WHAT THE EXERCISE ASKS:
What follows is a set of records; restate each one word for word and drop the pictures.

[Data items]
---

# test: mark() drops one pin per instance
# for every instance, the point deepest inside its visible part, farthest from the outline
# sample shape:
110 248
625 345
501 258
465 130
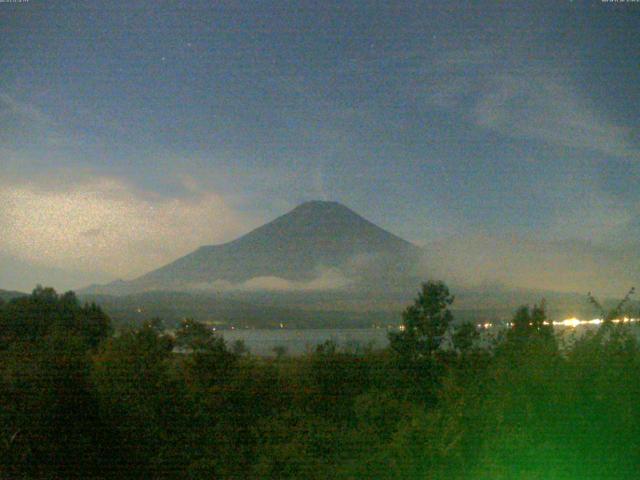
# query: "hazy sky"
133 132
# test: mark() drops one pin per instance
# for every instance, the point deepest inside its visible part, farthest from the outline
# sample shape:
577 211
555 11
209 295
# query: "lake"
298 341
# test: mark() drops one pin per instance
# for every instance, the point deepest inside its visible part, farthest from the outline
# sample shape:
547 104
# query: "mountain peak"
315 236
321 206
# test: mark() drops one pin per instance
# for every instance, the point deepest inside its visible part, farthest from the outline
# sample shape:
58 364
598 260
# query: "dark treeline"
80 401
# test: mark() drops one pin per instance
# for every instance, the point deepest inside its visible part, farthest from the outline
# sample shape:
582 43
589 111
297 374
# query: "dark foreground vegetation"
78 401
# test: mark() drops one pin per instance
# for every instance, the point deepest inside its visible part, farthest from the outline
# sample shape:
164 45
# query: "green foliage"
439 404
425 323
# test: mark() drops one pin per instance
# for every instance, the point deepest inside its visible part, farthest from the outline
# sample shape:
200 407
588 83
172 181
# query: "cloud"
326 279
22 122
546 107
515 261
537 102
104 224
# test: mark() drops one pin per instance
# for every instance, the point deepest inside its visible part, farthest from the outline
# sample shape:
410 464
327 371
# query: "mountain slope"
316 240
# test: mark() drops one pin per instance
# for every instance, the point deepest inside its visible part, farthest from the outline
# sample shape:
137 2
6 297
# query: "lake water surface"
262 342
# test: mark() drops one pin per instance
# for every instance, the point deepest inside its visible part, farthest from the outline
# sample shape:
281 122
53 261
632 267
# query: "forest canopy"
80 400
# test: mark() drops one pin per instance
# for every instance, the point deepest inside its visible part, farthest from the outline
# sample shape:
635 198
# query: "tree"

---

SOLVED EXERCISE:
# test: mark() drops one pin per instance
# for every instance, the point deepest inside its visible part, farthest from the outline
# sample shape:
110 248
625 345
501 258
465 130
# query: "hazy sky"
133 132
# test: mark() drops one pin per instance
# for every instance, the point deepest inside its visible part, farthest from the outline
# sample shape:
577 211
555 11
209 295
# query: "lake"
298 341
# test: mark() drops one pin per instance
# for every instance, the point deepest inside its visible part, farthest from the outline
# sample shape:
547 104
# query: "mountain peak"
315 236
321 206
# test: mark() drops one pin per instance
# for every instance, the point deepest inside its visible part, farthest from the outline
# sample shape:
58 364
598 260
# query: "dark treeline"
80 401
# test: mark() drops one pin per instance
# for every instance, the point deepest inside its visible part, farthest from the outline
# sample shape:
582 43
589 111
297 374
# query: "dark foreground vegetation"
78 401
# test: mark() drops one pin per instance
# for every instance, the point deepest inside its visible part, farthest from the outline
# sample shape:
164 45
# query: "green foliage"
439 404
425 323
# test: mark() drops one pin per instance
# for every instance, the point deepest inside its visible part, farthest from the outline
# sample shape:
200 407
588 83
172 181
# query: "cloud"
326 279
22 122
546 107
515 261
537 102
104 224
# test: mark() drops one pin per instance
# for every instance, the point deepest inside its visible part, farthest from the outline
# sample shape:
410 464
327 371
# query: "mountain slope"
316 240
# test: mark() drops one pin per instance
# for every instance, the point deepest inside its visible part, farthest from the outline
# sample shape:
137 2
6 297
# query: "lake water surface"
262 342
# test: mark() drops one pin per instance
# for every instance, the point deepest inside its visible part, farthest from the outline
# sample shape:
281 122
53 261
632 267
# query: "forest canopy"
80 400
# test: mark() drops one pin per instance
# for every instance, the point deepest inside its visible part, farthest from the outline
# sample shape:
635 198
# query: "tree"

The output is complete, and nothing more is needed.